**The task:** Please copy the entries from the start through the line containing "[246,0,370,190]", inclusive, swapping "silver suv" for "gray suv" and leaving everything else unchanged.
════════════════════
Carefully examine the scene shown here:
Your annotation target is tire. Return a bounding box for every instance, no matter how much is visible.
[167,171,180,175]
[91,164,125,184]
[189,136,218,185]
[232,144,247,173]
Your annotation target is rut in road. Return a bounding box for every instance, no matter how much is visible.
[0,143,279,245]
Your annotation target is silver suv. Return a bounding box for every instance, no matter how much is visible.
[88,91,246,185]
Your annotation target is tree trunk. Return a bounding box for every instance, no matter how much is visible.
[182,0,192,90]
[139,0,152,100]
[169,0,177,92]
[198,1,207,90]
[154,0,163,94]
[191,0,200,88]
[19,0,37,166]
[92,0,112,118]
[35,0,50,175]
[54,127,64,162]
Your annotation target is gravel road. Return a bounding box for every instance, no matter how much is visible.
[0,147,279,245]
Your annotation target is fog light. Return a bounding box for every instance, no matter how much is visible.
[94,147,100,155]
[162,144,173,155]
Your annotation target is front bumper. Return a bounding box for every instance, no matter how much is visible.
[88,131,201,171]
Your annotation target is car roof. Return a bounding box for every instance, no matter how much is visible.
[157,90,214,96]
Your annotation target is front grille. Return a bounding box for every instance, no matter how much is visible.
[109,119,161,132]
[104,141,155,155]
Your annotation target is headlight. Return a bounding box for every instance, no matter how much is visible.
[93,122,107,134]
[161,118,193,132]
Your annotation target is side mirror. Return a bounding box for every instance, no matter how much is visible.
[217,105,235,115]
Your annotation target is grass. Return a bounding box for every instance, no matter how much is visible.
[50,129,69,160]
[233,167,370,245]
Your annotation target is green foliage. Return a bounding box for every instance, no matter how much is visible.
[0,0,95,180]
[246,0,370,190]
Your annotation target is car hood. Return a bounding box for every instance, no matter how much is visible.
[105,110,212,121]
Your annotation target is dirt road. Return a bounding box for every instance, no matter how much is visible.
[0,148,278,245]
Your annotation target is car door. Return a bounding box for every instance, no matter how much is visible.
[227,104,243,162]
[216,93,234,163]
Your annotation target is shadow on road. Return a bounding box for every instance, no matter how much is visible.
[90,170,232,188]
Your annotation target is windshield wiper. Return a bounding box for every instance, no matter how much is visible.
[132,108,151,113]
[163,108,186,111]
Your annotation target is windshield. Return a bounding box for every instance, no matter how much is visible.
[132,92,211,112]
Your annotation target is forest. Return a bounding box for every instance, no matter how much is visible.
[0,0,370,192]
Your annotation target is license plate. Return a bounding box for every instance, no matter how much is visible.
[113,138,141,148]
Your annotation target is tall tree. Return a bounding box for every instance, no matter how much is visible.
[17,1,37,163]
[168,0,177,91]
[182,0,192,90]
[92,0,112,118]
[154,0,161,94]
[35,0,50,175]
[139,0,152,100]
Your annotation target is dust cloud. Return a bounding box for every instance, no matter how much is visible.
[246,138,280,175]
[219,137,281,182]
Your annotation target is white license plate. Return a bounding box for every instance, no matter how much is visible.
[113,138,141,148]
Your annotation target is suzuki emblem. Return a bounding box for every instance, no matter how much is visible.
════════════════════
**Exercise output:**
Carefully examine the scene shown here:
Your annotation target is tire. Return a bounding box for every instance, no matter how much is visible.
[167,171,180,175]
[91,164,125,184]
[189,136,218,185]
[232,144,247,173]
Your annotation target is rut in road. Return a bounding box for every instance, no matter how much is visible.
[0,143,279,245]
Your annotation target is gray suv. Return a bounding box for every instance, no matter how much is visible.
[88,91,246,185]
Your annotation target is tree trunk. Return a bounding box for every instance, no matter how much is visible.
[182,0,192,90]
[139,0,152,100]
[169,0,177,92]
[198,1,207,90]
[154,0,163,94]
[191,0,200,88]
[19,0,37,166]
[92,0,112,118]
[35,0,50,175]
[54,127,64,162]
Your annotation target is gravel road. Return a bounding box for every instance, no matter how much is visible.
[0,147,279,245]
Your annotation target is fog light. Return a bounding box for every instance, no matter how much is visible.
[94,147,100,155]
[162,144,173,155]
Your annotation target is front bumper. Return a bounding box for every instance, no matter how much is visible.
[88,131,201,171]
Your annotation target is car roof. Return a bounding box for every instance, no matter how much is visible.
[157,90,214,96]
Your annotation target is front grille. Return a bounding box for every instance, no matter how much is visible.
[109,119,161,132]
[104,141,155,155]
Your annotation target is headlight. Return a bounding box for every instance, no matter how much is visible.
[93,122,107,134]
[161,118,193,132]
Your annotation target is side mirror. Return a bounding box for every instance, no matter how much is visible.
[217,105,235,115]
Your annotation target is grass. Return a bounding box for every instance, no matter how much is visible.
[50,129,69,160]
[233,167,370,245]
Your annotation target is green foliage. Return a bounding box for every instance, no matter how much is visible.
[0,0,95,180]
[246,0,370,190]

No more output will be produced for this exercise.